▶ [Lesetext]:
_ _ _

Airline-Pleiten sind eigentlich Horrormeldungen. "Tausende Urlauber hängen in der Türkei fest", hieß es bei der Insolvenz des Reiseveranstalters GTI Travel und der dazugehörigen Fluglinie Sky Airlines vor Jahren. Krisenstäbe werden gebildet, die den Rücktransport der gestrandeten Urlauber organisieren müssen.
Noch dramatischer war die legendäre Pleite der renommierten Swissair im September 2001. Mit einem Schlag blieben alle Flugzeuge am Boden. Nicht nur die Passagiere hingen fest, auch die Crews. Diese mussten ihren Rückflug in die Schweiz selbst organisieren und die Kosten mit der persönlichen Kreditkarte begleichen.
Derartig unschöne Szenarien sollen bei der Air-Berlin-Insolvenz unbedingt vermieden werden. Denn das Drama um Air Berlin ist nicht nur Wirtschaftsthema, sondern im höchsten Maße auch ein Politikum: Würden die Maschinen von Air Berlin nur wenige Wochen vor der Bundestagswahl an die Kette gelegt werden, wäre das nicht nur ein Supergau für das Management, sondern auch ein Versagen der Politik. Man denke sich nur die Schlagzeilen in der Boulevard-Presse: "Dobrindt und Merkel lassen deutsche Urlauber auf Malle im Stich."
Lufthansa als Retter
Zwar schlug am Dienstag die Nachricht der Insolvenz der zweitgrößten deutschen Fluglinie wie eine Bombe ein, doch lösten die Eilmeldungen keinerlei Panik aus. Denn der Staat springt mit einem Hilfspaket von 150 Millionen Euro ein. Der Flugbetrieb bleibt für die nächsten drei Monate gewährleistet.
Man muss keine Betriebswirtschaftslehre studiert haben, um zu wissen, dass Air Berlin nicht überleben kann. An der Sanierung haben sich fünf Manager in nur sechs Jahren erfolglos versucht, darunter auch Hartmut Mehdorn. Im Februar übernahm allerdings Thomas Winkelmann den Steuerknüppel in der Zentrale am Saatwinkler Damm in Berlin. Die überraschende Personalie ließ aufhorchen: Ein bewährter Manager der Lufthansa, der den Billigableger Germanwings groß gemacht hat, kann nicht ohne Zustimmung des Hauptaktionärs Etihad den Chefsessel von Air Berlin übernehmen.
Gleichzeitig haben sich die Golf- und Kranich-Airline in den vergangenen Monaten angenähert. Plötzlich vereinbaren ehemalige Konkurrenten mehrere Code-Share-Abkommen, machen gemeinsame Sache statt gegeneinander zu fliegen. Spielball der beiden: die Air Berlin: Die Araber möchten den Verlustbringer loswerden, Lufthansa ist auf die Strecken von Air Berlin scharf, um den ausländischen Billigfliegern keinen weiteren Raum zur Expansion in Deutschland zu geben.

_ _ _

▶ [Datensätze]:
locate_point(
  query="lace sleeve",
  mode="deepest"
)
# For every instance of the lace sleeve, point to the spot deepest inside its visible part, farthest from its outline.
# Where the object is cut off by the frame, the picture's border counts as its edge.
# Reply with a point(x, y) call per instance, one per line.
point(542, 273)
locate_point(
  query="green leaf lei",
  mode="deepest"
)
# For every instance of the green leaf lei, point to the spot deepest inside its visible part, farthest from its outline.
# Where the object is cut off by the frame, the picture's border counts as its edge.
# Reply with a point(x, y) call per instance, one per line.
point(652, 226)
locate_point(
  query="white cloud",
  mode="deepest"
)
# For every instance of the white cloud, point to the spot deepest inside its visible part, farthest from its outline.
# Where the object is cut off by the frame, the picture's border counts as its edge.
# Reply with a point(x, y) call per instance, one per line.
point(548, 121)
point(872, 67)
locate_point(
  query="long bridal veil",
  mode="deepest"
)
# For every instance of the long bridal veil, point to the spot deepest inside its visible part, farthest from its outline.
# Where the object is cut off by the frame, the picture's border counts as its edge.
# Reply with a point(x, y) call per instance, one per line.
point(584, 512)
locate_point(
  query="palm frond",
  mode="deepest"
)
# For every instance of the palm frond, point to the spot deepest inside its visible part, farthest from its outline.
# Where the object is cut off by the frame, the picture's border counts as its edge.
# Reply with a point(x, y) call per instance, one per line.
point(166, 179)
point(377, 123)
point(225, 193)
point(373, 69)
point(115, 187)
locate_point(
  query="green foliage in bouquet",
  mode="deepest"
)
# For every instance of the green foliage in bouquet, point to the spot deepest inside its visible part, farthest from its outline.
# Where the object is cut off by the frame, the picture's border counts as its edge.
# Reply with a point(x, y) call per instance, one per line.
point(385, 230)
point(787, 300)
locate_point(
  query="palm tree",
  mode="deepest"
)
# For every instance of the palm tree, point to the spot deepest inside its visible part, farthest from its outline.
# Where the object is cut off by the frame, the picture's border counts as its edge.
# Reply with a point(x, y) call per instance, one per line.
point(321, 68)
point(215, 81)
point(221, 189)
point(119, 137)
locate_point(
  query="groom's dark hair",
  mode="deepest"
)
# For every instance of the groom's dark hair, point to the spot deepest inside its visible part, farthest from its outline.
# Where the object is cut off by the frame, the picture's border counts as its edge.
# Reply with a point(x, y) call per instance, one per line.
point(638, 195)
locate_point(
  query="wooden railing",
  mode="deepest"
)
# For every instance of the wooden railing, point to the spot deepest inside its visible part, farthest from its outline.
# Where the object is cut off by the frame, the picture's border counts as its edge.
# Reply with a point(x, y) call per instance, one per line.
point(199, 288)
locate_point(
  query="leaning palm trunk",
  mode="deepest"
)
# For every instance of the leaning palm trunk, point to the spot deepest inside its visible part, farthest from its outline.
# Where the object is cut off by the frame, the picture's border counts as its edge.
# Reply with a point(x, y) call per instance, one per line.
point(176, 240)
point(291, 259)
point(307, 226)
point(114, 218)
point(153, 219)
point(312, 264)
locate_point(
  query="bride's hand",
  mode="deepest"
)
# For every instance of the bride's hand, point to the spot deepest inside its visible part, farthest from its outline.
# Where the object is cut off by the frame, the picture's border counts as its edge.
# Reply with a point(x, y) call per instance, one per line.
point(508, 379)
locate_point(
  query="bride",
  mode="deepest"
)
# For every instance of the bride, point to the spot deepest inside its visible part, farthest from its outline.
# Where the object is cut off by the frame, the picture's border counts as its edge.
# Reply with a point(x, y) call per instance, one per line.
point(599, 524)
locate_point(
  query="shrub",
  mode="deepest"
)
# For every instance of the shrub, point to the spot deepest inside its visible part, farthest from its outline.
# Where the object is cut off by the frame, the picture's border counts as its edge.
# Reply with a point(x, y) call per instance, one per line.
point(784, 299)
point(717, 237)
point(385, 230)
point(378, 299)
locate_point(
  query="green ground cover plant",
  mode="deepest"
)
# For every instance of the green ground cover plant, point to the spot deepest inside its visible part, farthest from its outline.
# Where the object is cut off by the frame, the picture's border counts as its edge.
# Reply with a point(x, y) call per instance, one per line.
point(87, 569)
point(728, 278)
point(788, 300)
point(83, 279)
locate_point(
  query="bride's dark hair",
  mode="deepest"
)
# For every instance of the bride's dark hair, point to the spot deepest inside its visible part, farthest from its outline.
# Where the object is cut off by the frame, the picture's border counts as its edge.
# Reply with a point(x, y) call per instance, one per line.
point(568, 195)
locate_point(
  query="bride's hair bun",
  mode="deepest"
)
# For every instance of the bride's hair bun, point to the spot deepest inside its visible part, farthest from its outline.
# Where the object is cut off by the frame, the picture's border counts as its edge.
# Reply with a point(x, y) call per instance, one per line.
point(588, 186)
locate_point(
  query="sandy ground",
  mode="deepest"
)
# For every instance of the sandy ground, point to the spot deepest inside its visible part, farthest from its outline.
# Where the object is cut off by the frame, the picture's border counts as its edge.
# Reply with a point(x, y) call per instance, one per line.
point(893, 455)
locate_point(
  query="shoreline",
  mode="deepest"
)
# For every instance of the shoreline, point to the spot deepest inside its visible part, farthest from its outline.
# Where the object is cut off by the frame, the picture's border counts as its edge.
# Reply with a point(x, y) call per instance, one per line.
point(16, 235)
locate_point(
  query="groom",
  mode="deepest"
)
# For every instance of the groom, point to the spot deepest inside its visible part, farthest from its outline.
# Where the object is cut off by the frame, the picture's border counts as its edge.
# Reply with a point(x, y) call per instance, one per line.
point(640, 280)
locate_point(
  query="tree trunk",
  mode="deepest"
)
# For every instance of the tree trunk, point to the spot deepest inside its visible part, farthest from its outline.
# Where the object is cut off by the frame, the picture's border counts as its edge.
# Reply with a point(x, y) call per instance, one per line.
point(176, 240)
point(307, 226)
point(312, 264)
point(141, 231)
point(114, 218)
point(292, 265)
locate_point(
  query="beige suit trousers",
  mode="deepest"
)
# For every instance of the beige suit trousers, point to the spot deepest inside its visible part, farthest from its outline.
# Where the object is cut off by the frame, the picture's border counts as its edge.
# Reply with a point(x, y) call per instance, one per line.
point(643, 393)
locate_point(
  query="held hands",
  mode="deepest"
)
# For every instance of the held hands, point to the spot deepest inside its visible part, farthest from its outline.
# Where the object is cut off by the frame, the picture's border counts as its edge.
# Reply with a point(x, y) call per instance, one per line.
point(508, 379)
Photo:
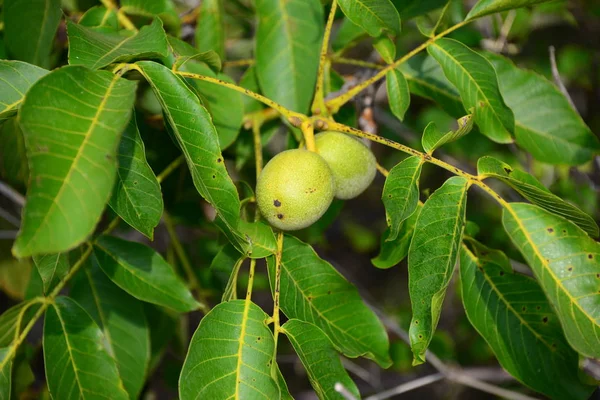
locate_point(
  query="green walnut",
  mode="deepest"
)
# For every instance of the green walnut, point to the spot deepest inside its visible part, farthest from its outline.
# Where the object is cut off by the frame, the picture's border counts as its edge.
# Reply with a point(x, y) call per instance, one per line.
point(352, 163)
point(294, 189)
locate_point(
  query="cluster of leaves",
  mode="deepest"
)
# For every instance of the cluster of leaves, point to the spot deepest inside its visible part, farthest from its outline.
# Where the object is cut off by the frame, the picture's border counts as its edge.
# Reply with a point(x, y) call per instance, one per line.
point(71, 136)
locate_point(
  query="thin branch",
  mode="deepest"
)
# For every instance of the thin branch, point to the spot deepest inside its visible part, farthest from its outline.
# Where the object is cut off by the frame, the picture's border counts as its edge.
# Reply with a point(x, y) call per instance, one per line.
point(408, 386)
point(318, 106)
point(12, 194)
point(557, 78)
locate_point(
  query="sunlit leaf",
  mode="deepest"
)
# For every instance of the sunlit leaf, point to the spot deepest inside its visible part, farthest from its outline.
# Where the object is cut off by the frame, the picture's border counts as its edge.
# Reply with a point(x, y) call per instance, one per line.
point(313, 291)
point(77, 364)
point(121, 319)
point(29, 29)
point(476, 81)
point(321, 361)
point(433, 138)
point(401, 193)
point(230, 355)
point(95, 49)
point(486, 7)
point(288, 42)
point(72, 121)
point(376, 17)
point(513, 315)
point(398, 93)
point(52, 268)
point(136, 196)
point(197, 137)
point(530, 188)
point(16, 77)
point(545, 123)
point(431, 259)
point(394, 251)
point(566, 263)
point(142, 273)
point(210, 29)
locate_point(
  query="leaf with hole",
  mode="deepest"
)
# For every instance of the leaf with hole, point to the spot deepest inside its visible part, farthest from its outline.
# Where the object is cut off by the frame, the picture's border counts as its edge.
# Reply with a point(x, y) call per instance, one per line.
point(313, 291)
point(230, 355)
point(376, 17)
point(78, 366)
point(321, 361)
point(142, 273)
point(136, 197)
point(513, 315)
point(72, 121)
point(97, 49)
point(121, 319)
point(477, 83)
point(530, 188)
point(16, 77)
point(401, 193)
point(29, 29)
point(566, 263)
point(288, 43)
point(431, 259)
point(546, 125)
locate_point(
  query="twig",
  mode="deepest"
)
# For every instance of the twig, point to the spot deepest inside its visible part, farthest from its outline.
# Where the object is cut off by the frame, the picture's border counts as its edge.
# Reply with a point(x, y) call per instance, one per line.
point(557, 78)
point(341, 389)
point(12, 194)
point(408, 386)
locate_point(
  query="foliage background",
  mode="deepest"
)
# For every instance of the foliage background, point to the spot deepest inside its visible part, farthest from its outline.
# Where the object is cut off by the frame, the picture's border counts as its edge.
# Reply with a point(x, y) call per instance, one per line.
point(352, 239)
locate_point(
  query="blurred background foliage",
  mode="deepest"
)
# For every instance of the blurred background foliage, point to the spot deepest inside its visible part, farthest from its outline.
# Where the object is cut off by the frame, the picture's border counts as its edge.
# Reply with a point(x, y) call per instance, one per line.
point(348, 235)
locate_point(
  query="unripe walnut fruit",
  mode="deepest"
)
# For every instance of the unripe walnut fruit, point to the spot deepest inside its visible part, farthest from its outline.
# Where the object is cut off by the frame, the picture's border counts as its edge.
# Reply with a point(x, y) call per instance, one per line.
point(352, 163)
point(294, 189)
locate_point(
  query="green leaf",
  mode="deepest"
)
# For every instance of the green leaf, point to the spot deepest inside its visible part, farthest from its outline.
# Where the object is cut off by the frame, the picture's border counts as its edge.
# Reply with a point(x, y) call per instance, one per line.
point(226, 106)
point(288, 43)
point(376, 17)
point(433, 138)
point(77, 363)
point(122, 321)
point(29, 29)
point(431, 259)
point(16, 77)
point(546, 125)
point(321, 361)
point(401, 193)
point(94, 49)
point(197, 137)
point(530, 188)
point(100, 17)
point(486, 7)
point(261, 238)
point(72, 120)
point(476, 81)
point(313, 291)
point(426, 79)
point(5, 374)
point(164, 9)
point(230, 355)
point(391, 252)
point(398, 93)
point(13, 163)
point(136, 196)
point(210, 29)
point(13, 319)
point(386, 48)
point(143, 273)
point(52, 268)
point(566, 263)
point(512, 314)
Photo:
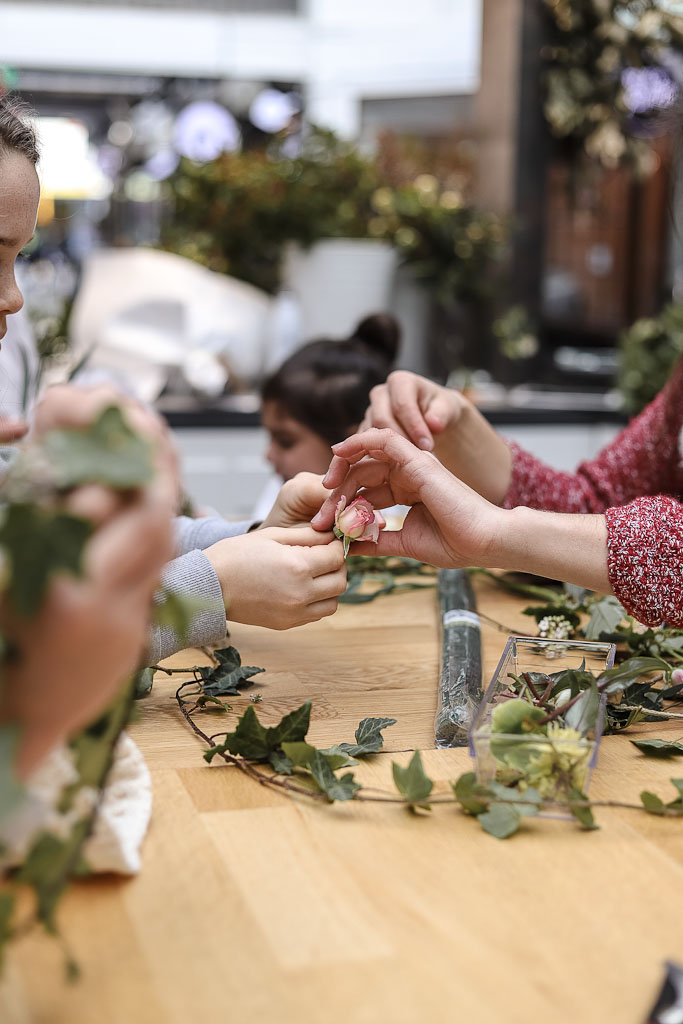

_ _ _

▶ [Aufgaben]:
1. Aktualisieren Sie eine Passage aus dem Lesetext zur Air-Berlin-Insolvenz: Beginnen Sie bei den Worten "Man muss keine" und enden Sie nach "Air Berlin übernehmen.". Ersetzen Sie dabei "Germanwings" durch "Eurowings".
2. Schreiben Sie den Lesetext zur Air-Berlin-Insolvenz im Anschluss an seinen letzten Satz weiter.
Das Material wird zur Bearbeitung nicht benötigt.

▶ [Lösungen]:
1.
Man muss keine Betriebswirtschaftslehre studiert haben, um zu wissen, dass Air Berlin nicht überleben kann. An der Sanierung haben sich fünf Manager in nur sechs Jahren erfolglos versucht, darunter auch Hartmut Mehdorn. Im Februar übernahm allerdings Thomas Winkelmann den Steuerknüppel in der Zentrale am Saatwinkler Damm in Berlin. Die überraschende Personalie ließ aufhorchen: Ein bewährter Manager der Lufthansa, der den Billigableger Eurowings groß gemacht hat, kann nicht ohne Zustimmung des Hauptaktionärs Etihad den Chefsessel von Air Berlin übernehmen.

2.
Denn die Konsolidierung der Luftfahrt ist in vollem Gange. Auf der Kippe stehen Alitalia und Air Berlin. In Ländern wie Großbritannien, Spanien und Italien haben Rynair und Easyjet bereits einen viel höheren Marktanteil als in Deutschland. Noch beherrschen Lufthansa und Air Berlin die meisten Routen, besonders innerdeutsch.

Air-Berlin-Insolvenz: Von langer Hand vorbereitet
In einem geschickten Schachzug Winkelmanns, der als enger Vertrauter von Lufthansa-Chef Carsten Spohr gilt, wurden bereits drei Dutzend Air-Berlin-Jets umgespritzt, die mit ihren Besatzungen für Eurowings fliegen. Aus der Schrumpfkur von Air Berlin ist längst eine Aufteilung geworden. Lufthansa sichert sich als Hauptgewinner dabei die Filetstücke. Dann gibt es noch das Langstreckennetz von Air Berlin, das Winkelmann gerade von Berlin-Tegel zugunsten von Düsseldorf verschiebt. Alle Maschinen vom Typ Airbus A330-200 passen genau zur Interkontinentalflotte von Eurowings.
Die Insolvenz kam zwar plötzlich, weil das neue Management von Etihad in Abu Dhabi am vergangenen Freitag ankündigte, entgegen der Versprechungen kein Geld mehr in Air Berlin zu investieren. Aber die Anmeldung zur Insolvenz sah wie nach einem Drehbuch höchst professionell geplant aus - inklusive der Beruhigungspillen für Reisende.
Am Dienstag folgten auf die Insolvenz-Meldung die Statements von höheren Stellen, die wie abgesprochen wirken. "Menschen, die im Urlaub sind und mit Air Berlin zurückfliegen wollen, müssen sich also keine Sorgen machen, dass sie nicht mehr nach Hause kommen", sagte ein Vize-Senatssprecher in der Hauptstadt. Kurze Zeit später meldete sich der Geschäftsführer der Flughafengesellschaft, Engelbert Lütke Daldrup zur Wort, der in diesem Sommer eigentlich den Eröffnungstermin für BER-Flughafen nennen wollte. "Wir haben ein großes Interesse daran, dass der Flugbetrieb so stabil wie möglich fortgesetzt und zügig eine langfristige Lösung erreicht wird." Also alles gut?
Nein, denn die Flugbegleiter- und Piloten-Gewerkschaften warnen vor einer Zerschlagung der Airline, weil Mitarbeiter auf der Strecke bleiben werden. Neben ihnen gehören auch Flugreisende zu den Verlierern, weil die Ticketpreise durch den Wegfall der Konkurrenz bekanntlich steigen können.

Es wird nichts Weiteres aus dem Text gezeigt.